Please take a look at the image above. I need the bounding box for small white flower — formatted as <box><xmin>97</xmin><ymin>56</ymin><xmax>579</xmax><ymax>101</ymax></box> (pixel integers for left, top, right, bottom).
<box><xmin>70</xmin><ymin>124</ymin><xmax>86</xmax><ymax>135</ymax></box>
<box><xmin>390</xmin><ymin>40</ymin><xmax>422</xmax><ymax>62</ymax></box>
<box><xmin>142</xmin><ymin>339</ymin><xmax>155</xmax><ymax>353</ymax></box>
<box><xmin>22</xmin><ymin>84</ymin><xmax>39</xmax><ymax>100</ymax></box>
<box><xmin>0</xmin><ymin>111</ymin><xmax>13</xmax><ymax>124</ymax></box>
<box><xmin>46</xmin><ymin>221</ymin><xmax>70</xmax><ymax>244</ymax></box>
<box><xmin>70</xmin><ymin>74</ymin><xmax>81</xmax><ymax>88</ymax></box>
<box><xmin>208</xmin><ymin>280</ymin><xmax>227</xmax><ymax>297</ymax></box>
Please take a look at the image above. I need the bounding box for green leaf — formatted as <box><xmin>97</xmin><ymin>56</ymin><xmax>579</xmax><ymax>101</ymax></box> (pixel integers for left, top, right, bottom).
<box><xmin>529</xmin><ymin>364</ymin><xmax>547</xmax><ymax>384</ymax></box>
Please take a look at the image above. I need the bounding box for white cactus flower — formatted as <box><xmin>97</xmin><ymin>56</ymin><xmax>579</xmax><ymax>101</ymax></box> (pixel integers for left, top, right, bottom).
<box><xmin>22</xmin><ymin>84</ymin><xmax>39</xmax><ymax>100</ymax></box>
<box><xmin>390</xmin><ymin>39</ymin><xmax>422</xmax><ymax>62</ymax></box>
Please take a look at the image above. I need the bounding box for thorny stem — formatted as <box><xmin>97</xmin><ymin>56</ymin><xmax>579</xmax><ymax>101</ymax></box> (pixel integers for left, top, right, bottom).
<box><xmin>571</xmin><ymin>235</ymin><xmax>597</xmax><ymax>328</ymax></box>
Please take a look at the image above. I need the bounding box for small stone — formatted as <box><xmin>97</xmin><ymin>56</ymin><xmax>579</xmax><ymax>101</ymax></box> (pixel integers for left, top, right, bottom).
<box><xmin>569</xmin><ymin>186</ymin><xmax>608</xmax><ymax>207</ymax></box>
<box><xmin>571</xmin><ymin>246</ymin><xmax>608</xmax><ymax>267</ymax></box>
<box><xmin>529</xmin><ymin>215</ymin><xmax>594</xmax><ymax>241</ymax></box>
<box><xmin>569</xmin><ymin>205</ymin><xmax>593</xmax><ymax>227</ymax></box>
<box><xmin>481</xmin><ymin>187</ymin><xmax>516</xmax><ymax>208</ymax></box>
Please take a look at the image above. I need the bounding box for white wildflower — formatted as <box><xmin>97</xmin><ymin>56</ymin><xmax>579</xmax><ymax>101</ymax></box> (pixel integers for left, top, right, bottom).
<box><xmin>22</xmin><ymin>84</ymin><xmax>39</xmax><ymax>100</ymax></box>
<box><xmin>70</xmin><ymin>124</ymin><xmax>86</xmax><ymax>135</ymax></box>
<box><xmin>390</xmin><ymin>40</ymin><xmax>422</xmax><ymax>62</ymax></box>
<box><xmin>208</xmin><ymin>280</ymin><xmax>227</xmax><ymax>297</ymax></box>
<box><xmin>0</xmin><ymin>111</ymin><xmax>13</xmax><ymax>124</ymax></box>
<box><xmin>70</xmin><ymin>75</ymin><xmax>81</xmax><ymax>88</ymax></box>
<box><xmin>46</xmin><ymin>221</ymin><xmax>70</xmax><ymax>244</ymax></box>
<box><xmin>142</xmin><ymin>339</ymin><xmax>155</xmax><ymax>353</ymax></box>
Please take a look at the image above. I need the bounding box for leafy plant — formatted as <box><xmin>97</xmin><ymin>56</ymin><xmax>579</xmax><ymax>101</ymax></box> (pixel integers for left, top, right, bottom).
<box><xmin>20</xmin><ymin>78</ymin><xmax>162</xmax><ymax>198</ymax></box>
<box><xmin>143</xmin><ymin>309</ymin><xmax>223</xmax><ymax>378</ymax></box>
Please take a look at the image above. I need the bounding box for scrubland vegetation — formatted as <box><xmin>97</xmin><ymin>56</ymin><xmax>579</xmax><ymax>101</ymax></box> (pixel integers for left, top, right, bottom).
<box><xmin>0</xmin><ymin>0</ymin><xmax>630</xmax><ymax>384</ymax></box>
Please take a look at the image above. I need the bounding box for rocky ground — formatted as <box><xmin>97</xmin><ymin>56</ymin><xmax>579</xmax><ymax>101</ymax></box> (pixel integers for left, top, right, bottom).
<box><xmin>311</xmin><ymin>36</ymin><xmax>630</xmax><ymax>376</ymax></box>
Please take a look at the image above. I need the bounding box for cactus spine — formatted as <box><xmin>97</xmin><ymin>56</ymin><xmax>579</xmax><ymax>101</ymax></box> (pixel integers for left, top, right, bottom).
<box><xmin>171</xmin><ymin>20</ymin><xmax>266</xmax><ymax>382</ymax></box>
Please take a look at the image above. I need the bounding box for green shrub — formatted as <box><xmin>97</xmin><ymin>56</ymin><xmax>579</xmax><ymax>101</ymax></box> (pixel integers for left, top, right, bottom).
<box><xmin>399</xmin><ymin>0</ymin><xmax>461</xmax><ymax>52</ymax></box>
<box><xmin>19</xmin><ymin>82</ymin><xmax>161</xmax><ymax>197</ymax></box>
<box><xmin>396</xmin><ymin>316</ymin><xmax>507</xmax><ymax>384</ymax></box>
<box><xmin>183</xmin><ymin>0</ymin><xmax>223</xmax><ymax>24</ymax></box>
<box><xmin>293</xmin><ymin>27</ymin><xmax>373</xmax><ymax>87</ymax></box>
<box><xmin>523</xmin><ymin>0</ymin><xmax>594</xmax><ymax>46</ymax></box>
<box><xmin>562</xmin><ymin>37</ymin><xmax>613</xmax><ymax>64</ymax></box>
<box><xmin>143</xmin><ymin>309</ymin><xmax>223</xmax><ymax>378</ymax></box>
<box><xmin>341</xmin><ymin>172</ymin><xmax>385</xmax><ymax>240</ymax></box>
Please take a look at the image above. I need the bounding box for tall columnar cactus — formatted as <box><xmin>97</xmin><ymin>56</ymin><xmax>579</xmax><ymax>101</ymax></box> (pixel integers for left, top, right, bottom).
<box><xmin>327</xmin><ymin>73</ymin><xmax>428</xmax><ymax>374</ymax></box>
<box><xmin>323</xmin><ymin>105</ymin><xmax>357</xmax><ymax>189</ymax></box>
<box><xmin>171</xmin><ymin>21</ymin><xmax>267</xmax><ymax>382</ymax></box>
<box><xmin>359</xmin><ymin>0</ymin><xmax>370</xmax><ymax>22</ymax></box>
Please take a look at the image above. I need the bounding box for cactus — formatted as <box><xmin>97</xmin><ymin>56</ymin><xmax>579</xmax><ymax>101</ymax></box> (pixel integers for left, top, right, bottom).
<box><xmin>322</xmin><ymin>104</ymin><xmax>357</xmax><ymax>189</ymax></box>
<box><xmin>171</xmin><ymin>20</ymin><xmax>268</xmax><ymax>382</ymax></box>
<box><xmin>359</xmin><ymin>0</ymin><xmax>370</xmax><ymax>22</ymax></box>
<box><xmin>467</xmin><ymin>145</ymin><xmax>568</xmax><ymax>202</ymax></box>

* **Work to complete**: Render every one of the items above as a numbered list, omitting any blank lines.

* **The response**:
1. Please take a look at the image above. I need the bounding box for small white flower — formatted as <box><xmin>97</xmin><ymin>56</ymin><xmax>579</xmax><ymax>101</ymax></box> (pixel integers for left, top, right, bottom).
2. <box><xmin>70</xmin><ymin>124</ymin><xmax>86</xmax><ymax>135</ymax></box>
3. <box><xmin>390</xmin><ymin>40</ymin><xmax>422</xmax><ymax>62</ymax></box>
4. <box><xmin>142</xmin><ymin>339</ymin><xmax>155</xmax><ymax>353</ymax></box>
5. <box><xmin>22</xmin><ymin>84</ymin><xmax>39</xmax><ymax>100</ymax></box>
6. <box><xmin>0</xmin><ymin>111</ymin><xmax>13</xmax><ymax>124</ymax></box>
7. <box><xmin>46</xmin><ymin>221</ymin><xmax>70</xmax><ymax>244</ymax></box>
8. <box><xmin>70</xmin><ymin>74</ymin><xmax>81</xmax><ymax>88</ymax></box>
9. <box><xmin>208</xmin><ymin>280</ymin><xmax>227</xmax><ymax>297</ymax></box>
10. Please take a look at the image above. I need the bounding box for green leaf — formatted as <box><xmin>97</xmin><ymin>56</ymin><xmax>579</xmax><ymax>101</ymax></box> (pixel integers for left, top, right, bottom).
11. <box><xmin>529</xmin><ymin>364</ymin><xmax>547</xmax><ymax>384</ymax></box>
12. Please take a look at the image above. I need the bounding box for white cactus flower — formatted as <box><xmin>97</xmin><ymin>56</ymin><xmax>579</xmax><ymax>101</ymax></box> (pixel integers for left, top, right, bottom).
13. <box><xmin>22</xmin><ymin>84</ymin><xmax>39</xmax><ymax>100</ymax></box>
14. <box><xmin>390</xmin><ymin>39</ymin><xmax>422</xmax><ymax>62</ymax></box>
15. Please take a look at the image above. I need the bounding box for thorny stem — formatted as <box><xmin>97</xmin><ymin>56</ymin><xmax>579</xmax><ymax>101</ymax></box> (pixel integers for left, top, right, bottom).
16. <box><xmin>571</xmin><ymin>235</ymin><xmax>597</xmax><ymax>328</ymax></box>
17. Please take a look at the image above. I need the bounding box for small stone — formatted as <box><xmin>97</xmin><ymin>56</ymin><xmax>579</xmax><ymax>101</ymax></box> (pixel integers for left, top, right, bottom).
18. <box><xmin>569</xmin><ymin>186</ymin><xmax>608</xmax><ymax>207</ymax></box>
19. <box><xmin>571</xmin><ymin>246</ymin><xmax>608</xmax><ymax>267</ymax></box>
20. <box><xmin>529</xmin><ymin>215</ymin><xmax>594</xmax><ymax>241</ymax></box>
21. <box><xmin>569</xmin><ymin>205</ymin><xmax>593</xmax><ymax>227</ymax></box>
22. <box><xmin>481</xmin><ymin>187</ymin><xmax>516</xmax><ymax>208</ymax></box>
23. Please take a look at the image above. I need the bounding box for white wildflower — formatted as <box><xmin>97</xmin><ymin>56</ymin><xmax>579</xmax><ymax>101</ymax></box> (pixel integers for left, top, right, bottom).
24. <box><xmin>22</xmin><ymin>84</ymin><xmax>39</xmax><ymax>100</ymax></box>
25. <box><xmin>70</xmin><ymin>124</ymin><xmax>86</xmax><ymax>135</ymax></box>
26. <box><xmin>390</xmin><ymin>40</ymin><xmax>422</xmax><ymax>62</ymax></box>
27. <box><xmin>208</xmin><ymin>280</ymin><xmax>227</xmax><ymax>297</ymax></box>
28. <box><xmin>0</xmin><ymin>111</ymin><xmax>13</xmax><ymax>124</ymax></box>
29. <box><xmin>70</xmin><ymin>75</ymin><xmax>81</xmax><ymax>88</ymax></box>
30. <box><xmin>46</xmin><ymin>221</ymin><xmax>70</xmax><ymax>244</ymax></box>
31. <box><xmin>142</xmin><ymin>339</ymin><xmax>155</xmax><ymax>353</ymax></box>
32. Please take a look at the image above. I need the bounding box for leafy plant — formatted as <box><xmin>97</xmin><ymin>56</ymin><xmax>579</xmax><ymax>101</ymax></box> (pixel integers for left, top, right, bottom).
33. <box><xmin>20</xmin><ymin>78</ymin><xmax>162</xmax><ymax>198</ymax></box>
34. <box><xmin>143</xmin><ymin>309</ymin><xmax>223</xmax><ymax>378</ymax></box>
35. Please take a look at the image above. I need the bounding box for scrubland vegetation — formatted as <box><xmin>97</xmin><ymin>56</ymin><xmax>579</xmax><ymax>101</ymax></box> (pixel integers for left, top, right, bottom).
36. <box><xmin>0</xmin><ymin>0</ymin><xmax>630</xmax><ymax>384</ymax></box>
37. Please take a look at the image above. I need the bounding box for rocky ground — formatted as <box><xmin>97</xmin><ymin>56</ymin><xmax>579</xmax><ymax>101</ymax></box> (pixel integers for left, top, right, bottom).
38. <box><xmin>311</xmin><ymin>36</ymin><xmax>630</xmax><ymax>376</ymax></box>
39. Please take a look at the image above. I need the bounding box for cactus spine — formatted as <box><xmin>97</xmin><ymin>56</ymin><xmax>579</xmax><ymax>101</ymax></box> (pixel integers for left, top, right, bottom).
40. <box><xmin>171</xmin><ymin>20</ymin><xmax>266</xmax><ymax>382</ymax></box>
41. Please take a look at the image above. I need the bounding box for green shrub — formatted as <box><xmin>97</xmin><ymin>56</ymin><xmax>579</xmax><ymax>101</ymax></box> (pixel integers for left, top, right, bottom).
42. <box><xmin>399</xmin><ymin>0</ymin><xmax>461</xmax><ymax>52</ymax></box>
43. <box><xmin>19</xmin><ymin>82</ymin><xmax>161</xmax><ymax>197</ymax></box>
44. <box><xmin>396</xmin><ymin>316</ymin><xmax>507</xmax><ymax>384</ymax></box>
45. <box><xmin>183</xmin><ymin>0</ymin><xmax>223</xmax><ymax>24</ymax></box>
46. <box><xmin>293</xmin><ymin>27</ymin><xmax>373</xmax><ymax>87</ymax></box>
47. <box><xmin>523</xmin><ymin>0</ymin><xmax>594</xmax><ymax>46</ymax></box>
48. <box><xmin>562</xmin><ymin>37</ymin><xmax>613</xmax><ymax>64</ymax></box>
49. <box><xmin>143</xmin><ymin>309</ymin><xmax>223</xmax><ymax>378</ymax></box>
50. <box><xmin>341</xmin><ymin>172</ymin><xmax>385</xmax><ymax>240</ymax></box>
51. Please take a look at the image above. I need the bounding box for tall columnar cactus — formatted as <box><xmin>97</xmin><ymin>56</ymin><xmax>579</xmax><ymax>101</ymax></box> (pixel integers for left, top, right, bottom).
52. <box><xmin>327</xmin><ymin>73</ymin><xmax>428</xmax><ymax>374</ymax></box>
53. <box><xmin>323</xmin><ymin>105</ymin><xmax>357</xmax><ymax>189</ymax></box>
54. <box><xmin>171</xmin><ymin>21</ymin><xmax>267</xmax><ymax>382</ymax></box>
55. <box><xmin>359</xmin><ymin>0</ymin><xmax>370</xmax><ymax>22</ymax></box>
56. Please take a look at the image above. I need the bounding box for cactus — formatted as <box><xmin>97</xmin><ymin>56</ymin><xmax>579</xmax><ymax>101</ymax></box> (pixel integers for left, top, right, bottom).
57. <box><xmin>322</xmin><ymin>104</ymin><xmax>357</xmax><ymax>189</ymax></box>
58. <box><xmin>171</xmin><ymin>20</ymin><xmax>268</xmax><ymax>382</ymax></box>
59. <box><xmin>359</xmin><ymin>0</ymin><xmax>370</xmax><ymax>22</ymax></box>
60. <box><xmin>467</xmin><ymin>145</ymin><xmax>568</xmax><ymax>202</ymax></box>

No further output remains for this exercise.